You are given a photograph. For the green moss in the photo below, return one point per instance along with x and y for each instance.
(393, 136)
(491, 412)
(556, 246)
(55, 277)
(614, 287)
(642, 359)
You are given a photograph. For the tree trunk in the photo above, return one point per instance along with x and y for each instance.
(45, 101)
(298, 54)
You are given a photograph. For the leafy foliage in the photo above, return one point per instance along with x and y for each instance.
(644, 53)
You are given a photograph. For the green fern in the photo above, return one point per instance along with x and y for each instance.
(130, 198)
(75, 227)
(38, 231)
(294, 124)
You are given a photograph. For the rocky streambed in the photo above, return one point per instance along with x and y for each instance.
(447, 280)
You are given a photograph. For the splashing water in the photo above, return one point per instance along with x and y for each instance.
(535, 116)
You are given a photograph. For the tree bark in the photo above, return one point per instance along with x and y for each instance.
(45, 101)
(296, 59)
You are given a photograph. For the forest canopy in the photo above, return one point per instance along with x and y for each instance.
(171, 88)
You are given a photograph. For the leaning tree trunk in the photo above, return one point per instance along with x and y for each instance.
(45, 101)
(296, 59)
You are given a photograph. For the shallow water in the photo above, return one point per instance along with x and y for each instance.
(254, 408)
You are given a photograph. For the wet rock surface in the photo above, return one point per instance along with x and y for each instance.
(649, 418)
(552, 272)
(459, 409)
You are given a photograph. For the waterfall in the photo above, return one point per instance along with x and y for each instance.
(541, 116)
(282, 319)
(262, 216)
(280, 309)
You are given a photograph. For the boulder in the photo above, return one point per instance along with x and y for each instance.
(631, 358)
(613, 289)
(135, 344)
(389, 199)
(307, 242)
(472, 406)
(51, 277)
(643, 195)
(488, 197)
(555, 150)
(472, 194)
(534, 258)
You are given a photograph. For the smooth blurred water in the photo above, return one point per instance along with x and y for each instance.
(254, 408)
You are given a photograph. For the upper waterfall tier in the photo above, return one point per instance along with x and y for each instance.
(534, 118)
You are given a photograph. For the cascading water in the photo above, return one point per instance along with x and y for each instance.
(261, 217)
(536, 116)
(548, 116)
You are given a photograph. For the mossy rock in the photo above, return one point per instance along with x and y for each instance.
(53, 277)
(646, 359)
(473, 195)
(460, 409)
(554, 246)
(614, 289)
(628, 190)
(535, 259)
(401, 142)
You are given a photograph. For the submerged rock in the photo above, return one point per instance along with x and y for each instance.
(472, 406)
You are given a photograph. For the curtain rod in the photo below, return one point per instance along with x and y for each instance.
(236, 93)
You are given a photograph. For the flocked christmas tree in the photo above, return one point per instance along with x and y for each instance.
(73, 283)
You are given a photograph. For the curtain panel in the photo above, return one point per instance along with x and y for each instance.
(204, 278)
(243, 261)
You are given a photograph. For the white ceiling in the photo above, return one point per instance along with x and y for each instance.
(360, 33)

***

▶ Problem to work on: An exact copy of the listing is what's needed here.

▶ Response below:
You are given a photograph. For the green moss in the photo below, return one point per instance along with x and y for each instance.
(393, 136)
(491, 412)
(556, 246)
(55, 277)
(614, 287)
(642, 359)
You are given a photograph. For the tree trunk in the photo above, return one point per instance along with x and y for each instance.
(45, 101)
(298, 54)
You are given a photograph. For the leafy foliage in the photo above, return one point per instance along with x and y for each instance.
(644, 53)
You are given a photograph. For the green fern in the photo above, return one point per instance along with x and y for each instance.
(130, 198)
(75, 227)
(38, 231)
(294, 124)
You are given a photograph. For the rocky streambed in the photo above, return one point per instance along with x and y for each instance.
(447, 280)
You are given a photograph. For the splashing water in the photo above, return one point per instance along with x and y for each instance.
(535, 116)
You are given a photograph. For the tree bark in the photo above, return one point per instance along with x and y for each instance.
(45, 101)
(296, 59)
You are given a photograph. For the forest canopy in the photo above, return one point per instance along with x and y for each instance.
(171, 88)
You are given a photograph. For the leaning tree trunk in the photo above, return one point per instance along with x and y for each instance.
(45, 101)
(296, 59)
You are given a photograph. For the shallow water in the photo above, return one point per instance along with x and y for each instance.
(254, 408)
You are given a photograph. For the wet rock surface in the photo above, return one point per instance along with x and y for each instance.
(649, 418)
(552, 272)
(459, 409)
You are given a photograph. For the waterfall in the photo above, return one point per instance along with x and y for each instance.
(541, 116)
(282, 319)
(262, 216)
(280, 309)
You are given a photograph. For the boulder in the photo above, return one point per instance along with x and y for each instance.
(631, 358)
(613, 289)
(135, 344)
(389, 199)
(307, 242)
(472, 406)
(51, 277)
(643, 195)
(488, 197)
(555, 150)
(472, 194)
(534, 258)
You are given a photograph. For the smooth blurred water in the photo above, return one point per instance along with x and y for each instance.
(254, 408)
You are given a photograph. For the upper waterfall tier in the photo above, return one point per instance along with x and y for each instance.
(534, 118)
You are given a photograph. For the cascading water in the photo above, return one point per instance along with x and y for each instance.
(261, 217)
(536, 116)
(548, 116)
You are given a photograph. For the mossy rock in the photo above, return one point per instance along with x and y for each instance.
(53, 277)
(646, 359)
(473, 195)
(460, 409)
(554, 246)
(614, 289)
(628, 190)
(535, 259)
(401, 142)
You are given a photograph. For the submerged rock in the photo above, return one point per instance along with x and y for each instance.
(472, 406)
You are given a photograph. For the curtain rod in the photo below, return one point per instance along with x and y for each instance.
(236, 93)
You are given a photograph. For the flocked christmas tree in the photo above, return one point per instance along with x and y for each instance.
(73, 283)
You are given a photograph. For the curtain panel in the photo above, return one point per instance along with x and y for each instance.
(204, 278)
(243, 261)
You are given a photograph. For the white ceiling in the photo above, return one point per instance along with x and y for each instance.
(360, 33)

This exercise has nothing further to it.